BEGIN
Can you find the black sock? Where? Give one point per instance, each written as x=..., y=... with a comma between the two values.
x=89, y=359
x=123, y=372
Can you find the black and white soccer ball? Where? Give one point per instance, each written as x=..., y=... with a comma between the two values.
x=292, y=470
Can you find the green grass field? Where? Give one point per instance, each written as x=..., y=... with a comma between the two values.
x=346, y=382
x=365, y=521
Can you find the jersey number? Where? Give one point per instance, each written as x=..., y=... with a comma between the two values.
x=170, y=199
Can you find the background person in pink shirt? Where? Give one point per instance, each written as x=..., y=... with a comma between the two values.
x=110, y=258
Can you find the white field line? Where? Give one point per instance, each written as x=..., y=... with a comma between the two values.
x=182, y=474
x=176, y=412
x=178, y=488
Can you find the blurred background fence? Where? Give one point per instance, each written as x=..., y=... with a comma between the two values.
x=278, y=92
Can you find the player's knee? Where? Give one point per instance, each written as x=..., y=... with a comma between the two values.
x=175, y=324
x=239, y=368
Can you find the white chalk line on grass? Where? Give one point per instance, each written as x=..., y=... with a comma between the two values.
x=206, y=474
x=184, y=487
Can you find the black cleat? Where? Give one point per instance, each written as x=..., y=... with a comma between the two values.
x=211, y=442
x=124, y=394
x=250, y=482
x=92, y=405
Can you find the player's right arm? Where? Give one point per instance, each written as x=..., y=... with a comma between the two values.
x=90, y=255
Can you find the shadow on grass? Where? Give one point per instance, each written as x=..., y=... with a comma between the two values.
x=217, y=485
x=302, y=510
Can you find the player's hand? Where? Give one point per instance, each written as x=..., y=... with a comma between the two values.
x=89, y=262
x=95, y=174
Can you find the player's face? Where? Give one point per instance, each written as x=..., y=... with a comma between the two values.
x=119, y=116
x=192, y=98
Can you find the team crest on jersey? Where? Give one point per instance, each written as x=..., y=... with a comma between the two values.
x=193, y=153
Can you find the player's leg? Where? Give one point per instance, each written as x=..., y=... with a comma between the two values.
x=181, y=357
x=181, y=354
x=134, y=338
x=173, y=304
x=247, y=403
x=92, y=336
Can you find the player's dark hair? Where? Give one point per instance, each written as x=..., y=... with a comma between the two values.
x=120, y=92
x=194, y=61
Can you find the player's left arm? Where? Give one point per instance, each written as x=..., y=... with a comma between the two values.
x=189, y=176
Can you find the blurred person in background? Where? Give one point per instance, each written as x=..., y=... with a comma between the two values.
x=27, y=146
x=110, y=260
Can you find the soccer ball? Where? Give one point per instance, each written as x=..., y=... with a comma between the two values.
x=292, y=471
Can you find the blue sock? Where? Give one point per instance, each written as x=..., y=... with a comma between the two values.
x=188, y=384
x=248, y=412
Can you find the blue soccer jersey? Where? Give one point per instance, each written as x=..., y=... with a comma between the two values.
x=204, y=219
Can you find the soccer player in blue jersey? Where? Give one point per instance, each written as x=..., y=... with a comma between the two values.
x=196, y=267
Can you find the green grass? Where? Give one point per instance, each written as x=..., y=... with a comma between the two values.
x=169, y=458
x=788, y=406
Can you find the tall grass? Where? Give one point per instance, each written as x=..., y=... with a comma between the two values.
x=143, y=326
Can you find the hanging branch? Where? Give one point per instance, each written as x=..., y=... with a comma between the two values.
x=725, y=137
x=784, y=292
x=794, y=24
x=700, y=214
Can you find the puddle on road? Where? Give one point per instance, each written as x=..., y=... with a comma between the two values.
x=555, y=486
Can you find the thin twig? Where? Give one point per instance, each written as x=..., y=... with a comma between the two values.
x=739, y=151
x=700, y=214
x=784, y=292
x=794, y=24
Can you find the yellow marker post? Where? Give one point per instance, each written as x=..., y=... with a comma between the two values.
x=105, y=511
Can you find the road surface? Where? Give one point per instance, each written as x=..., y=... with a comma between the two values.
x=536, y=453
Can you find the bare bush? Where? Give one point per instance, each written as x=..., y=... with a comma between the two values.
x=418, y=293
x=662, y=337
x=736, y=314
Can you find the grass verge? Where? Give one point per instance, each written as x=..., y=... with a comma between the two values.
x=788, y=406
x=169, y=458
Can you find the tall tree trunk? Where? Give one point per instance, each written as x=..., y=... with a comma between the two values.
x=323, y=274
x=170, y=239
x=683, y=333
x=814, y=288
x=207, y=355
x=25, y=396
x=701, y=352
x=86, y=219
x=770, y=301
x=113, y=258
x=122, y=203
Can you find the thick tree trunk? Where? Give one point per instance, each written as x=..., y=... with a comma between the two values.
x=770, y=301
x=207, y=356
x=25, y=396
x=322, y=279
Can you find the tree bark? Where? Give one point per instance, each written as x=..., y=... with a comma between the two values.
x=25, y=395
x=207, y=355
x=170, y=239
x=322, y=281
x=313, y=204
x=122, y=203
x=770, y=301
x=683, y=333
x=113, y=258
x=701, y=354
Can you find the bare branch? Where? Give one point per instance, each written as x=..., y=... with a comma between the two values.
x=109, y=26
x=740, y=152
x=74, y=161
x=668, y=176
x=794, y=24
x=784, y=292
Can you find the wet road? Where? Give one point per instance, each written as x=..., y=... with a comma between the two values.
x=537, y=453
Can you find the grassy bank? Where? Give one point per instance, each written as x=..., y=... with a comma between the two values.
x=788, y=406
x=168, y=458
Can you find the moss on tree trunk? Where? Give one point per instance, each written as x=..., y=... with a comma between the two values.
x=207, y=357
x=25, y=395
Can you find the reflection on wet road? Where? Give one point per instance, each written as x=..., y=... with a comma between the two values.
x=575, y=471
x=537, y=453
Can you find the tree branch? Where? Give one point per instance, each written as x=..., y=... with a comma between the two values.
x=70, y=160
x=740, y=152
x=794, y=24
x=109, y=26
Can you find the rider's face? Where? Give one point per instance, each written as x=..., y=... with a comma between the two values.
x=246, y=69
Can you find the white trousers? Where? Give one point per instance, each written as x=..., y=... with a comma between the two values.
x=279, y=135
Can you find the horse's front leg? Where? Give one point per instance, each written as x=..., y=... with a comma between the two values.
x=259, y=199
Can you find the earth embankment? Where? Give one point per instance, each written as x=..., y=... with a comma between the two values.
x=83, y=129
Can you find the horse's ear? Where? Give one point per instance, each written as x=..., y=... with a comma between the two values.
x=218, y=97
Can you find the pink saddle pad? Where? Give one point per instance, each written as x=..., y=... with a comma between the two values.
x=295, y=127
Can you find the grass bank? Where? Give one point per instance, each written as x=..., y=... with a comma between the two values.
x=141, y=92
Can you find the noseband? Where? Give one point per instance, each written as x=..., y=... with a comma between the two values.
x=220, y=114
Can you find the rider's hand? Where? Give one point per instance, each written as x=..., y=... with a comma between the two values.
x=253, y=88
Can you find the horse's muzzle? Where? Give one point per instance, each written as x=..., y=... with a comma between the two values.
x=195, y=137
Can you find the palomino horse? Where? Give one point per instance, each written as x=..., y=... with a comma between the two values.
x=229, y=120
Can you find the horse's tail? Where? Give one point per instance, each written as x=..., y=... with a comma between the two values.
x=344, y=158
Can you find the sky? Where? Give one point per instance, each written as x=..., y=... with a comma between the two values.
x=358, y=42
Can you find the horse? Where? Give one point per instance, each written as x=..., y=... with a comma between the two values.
END
**Exercise instructions:** Change "Give one point per instance" to "Mark one point for each instance" everywhere it occurs in the items above. Reproduce every item with no other alteration.

**Final result:**
Can you find the black sock? Where? Mark one point for each instance, each written as x=..., y=... with a comma between the two values.
x=89, y=359
x=123, y=372
Can you find the black and white soccer ball? Where? Mark one point for each instance, each written as x=..., y=... with a comma between the two values.
x=292, y=470
Can you find the green grass field? Where? Mark one point for each instance, each written as x=..., y=... with a comma between the two values.
x=346, y=382
x=365, y=521
Can you find the jersey number? Where? Mark one point for each instance, each written as x=..., y=... with a comma between the two values.
x=170, y=199
Can you find the background person in pink shirt? Where? Mark one point for each instance, each written as x=..., y=... with a comma between the two values.
x=110, y=258
Can you find the white field line? Where? Mark one point for each instance, each written as x=..., y=... with a comma between the two values.
x=182, y=474
x=176, y=412
x=178, y=488
Can you find the blurred background fence? Where? Mark one point for each instance, each written as x=..., y=... with a comma between the two values.
x=278, y=92
Can you find the player's knee? Where? Mark one point for each instance, each written as x=..., y=... with a comma between the two values.
x=175, y=324
x=239, y=368
Can you find the white chalk line on grass? Where? Mark one point for each instance, each written as x=..., y=... with a comma between the two values.
x=206, y=474
x=184, y=487
Can you find the black cleat? Where? Mark one point for each instance, each written as x=..., y=... with a comma between the two values.
x=211, y=442
x=124, y=394
x=250, y=482
x=92, y=405
Can you find the player's right arm? Where? Mark one point for each instance, each written as x=..., y=... with a comma between the two values.
x=90, y=255
Can you find the shadow on grass? Where? Mark one point for each instance, each written as x=..., y=... with a comma between the two values.
x=217, y=485
x=302, y=510
Can you find the player's hand? Where? Mark one point for each instance, each written as x=..., y=... with a comma between the two values.
x=89, y=262
x=95, y=174
Can you find the player's face? Where? Mark one point for each instance, each written as x=..., y=... with a comma between the two values.
x=119, y=116
x=192, y=98
Can you find the team crest on jersey? Where? Mark one point for each instance, each written as x=..., y=... with a comma between the two values.
x=193, y=153
Can you find the player's leg? Where? Mark one point for each instance, each written as x=..., y=... with a comma between the two values.
x=181, y=357
x=181, y=354
x=134, y=338
x=173, y=304
x=247, y=403
x=92, y=336
Can you find the player's dark hair? Where? Mark one point for each instance, each written as x=..., y=... with a comma between the two values.
x=120, y=92
x=194, y=61
Can you find the player's left arm? Where? Mark one point for each instance, each written as x=..., y=... with a comma between the two values.
x=189, y=176
Can you find the blurred person in background? Where? Mark one point for each instance, each written as x=..., y=... with a comma between the two values.
x=27, y=146
x=110, y=260
Can you find the soccer ball? Where? Mark one point for each instance, each written as x=..., y=... with a comma between the two values.
x=292, y=471
Can you find the blue sock? Where? Mark one point for each instance, each written as x=..., y=... with a comma between the two values.
x=188, y=384
x=248, y=412
Can you find the blue soccer jersey? Where? Mark one point for each instance, each written as x=..., y=... with a comma between the two values.
x=204, y=219
Can you find the soccer player in blue jersey? Where? Mark one point for each instance, each written as x=..., y=... with a comma between the two values.
x=196, y=267
Can you find the green grass? Where? Mark one point for each instance, each written as x=..., y=... with a comma between the two values.
x=169, y=458
x=788, y=406
Can you find the tall grass? Where? Mark one point for each instance, each written as x=..., y=... with a comma between the two values.
x=143, y=326
Can you find the hanging branch? Where? Mark one point for each instance, each written as x=..., y=... with a comma between the two values.
x=725, y=137
x=784, y=292
x=794, y=24
x=700, y=214
Can you find the puddle on road? Where? Mark one point for each instance, each written as x=..., y=... with a comma between the two values.
x=555, y=486
Can you find the thin twig? Where? Mark one point for each instance, each written as x=..., y=... with a comma between the two values.
x=739, y=151
x=700, y=214
x=784, y=292
x=794, y=24
Can you find the yellow marker post? Where? Mark one point for each instance, each written as x=..., y=... with a comma between the two values.
x=105, y=511
Can you find the road surface? Where? Mark one point for each instance, each written as x=..., y=... with a comma between the two values.
x=536, y=453
Can you find the bare bush? Where? Mark one point for each instance, each written as x=..., y=... with a comma between the two values.
x=418, y=293
x=662, y=337
x=736, y=314
Can you find the grass verge? Where? Mark one point for each instance, each written as x=..., y=... with a comma between the two values.
x=788, y=406
x=169, y=458
Can you find the tall tree trunk? Where? Mark one point for each instance, each written as x=..., y=... with a comma between the two values.
x=323, y=274
x=170, y=239
x=683, y=333
x=814, y=288
x=207, y=355
x=25, y=396
x=701, y=352
x=86, y=219
x=770, y=301
x=113, y=258
x=122, y=203
Can you find the thick tree trunk? Where? Mark one point for each instance, each written as x=..., y=... with a comma between the two values.
x=770, y=301
x=207, y=356
x=25, y=396
x=322, y=279
Can you find the tree bark? Where? Mark one point for each instance, each written as x=..., y=... with a comma between the two values.
x=25, y=395
x=207, y=355
x=170, y=239
x=322, y=281
x=313, y=204
x=122, y=203
x=770, y=301
x=683, y=333
x=113, y=258
x=701, y=354
Can you find the bare branch? Where? Mark one point for each instance, each written as x=..., y=... with a comma between the two values.
x=109, y=26
x=740, y=152
x=74, y=161
x=668, y=176
x=794, y=24
x=784, y=292
Can you find the wet road? Where? Mark one point for each instance, each written as x=..., y=... with a comma between the two values.
x=537, y=453
Can you find the grassy bank? Where? Mark one point for each instance, each written as x=..., y=... with a comma between the two values.
x=788, y=406
x=168, y=458
Can you find the moss on tree trunk? Where? Mark one point for each instance, each written as x=..., y=... with a comma between the two values.
x=207, y=357
x=25, y=395
Can you find the reflection on wet road? Where? Mark one point for each instance, each written as x=..., y=... with a comma between the two values.
x=575, y=471
x=537, y=453
Can you find the tree branch? Where? Mark one point for each instance, each written as x=..., y=... with a comma between the two values.
x=70, y=160
x=740, y=152
x=794, y=24
x=109, y=26
Can you find the rider's face? Where? Mark one point for each instance, each written as x=..., y=... with a comma between the two values.
x=246, y=69
Can you find the white trousers? Where? Mark one point for each instance, each written as x=..., y=... with a comma between the two values.
x=279, y=135
Can you find the horse's front leg? Where? Mark one point for each instance, each written as x=..., y=... with a comma between the two values.
x=259, y=199
Can you find the earth embankment? Where? Mark one point for each instance, each written as x=..., y=... with a comma between the two values.
x=83, y=129
Can you find the horse's ear? Where? Mark one point for each instance, each written as x=..., y=... with a comma between the two values.
x=218, y=97
Can you find the pink saddle pad? Where? Mark one point for each instance, each written as x=..., y=... with a comma between the two values.
x=295, y=127
Can you find the grass bank? Where? Mark one point for each instance, each written as x=..., y=... with a comma between the two values.
x=141, y=92
Can you find the noseband? Where? Mark one point for each instance, each written as x=..., y=... with a comma between the two values.
x=220, y=114
Can you find the rider's hand? Where? Mark one point for each instance, each written as x=..., y=... with a comma between the two values.
x=253, y=88
Can you find the horse's muzzle? Where? Mark one point for each instance, each written as x=..., y=... with a comma between the two values.
x=195, y=137
Can you find the palomino horse? Where? Mark one point for each instance, each written as x=..., y=... with a comma between the two values.
x=229, y=120
Can you find the horse's tail? Where? Mark one point for each instance, each written as x=..., y=... with a comma between the two values.
x=344, y=158
Can you find the sky? Where? Mark one point for each instance, each written as x=..., y=... with a comma between the two values.
x=358, y=42
Can you find the horse? Where? Mark one point for each instance, each written as x=..., y=... with a comma between the two values.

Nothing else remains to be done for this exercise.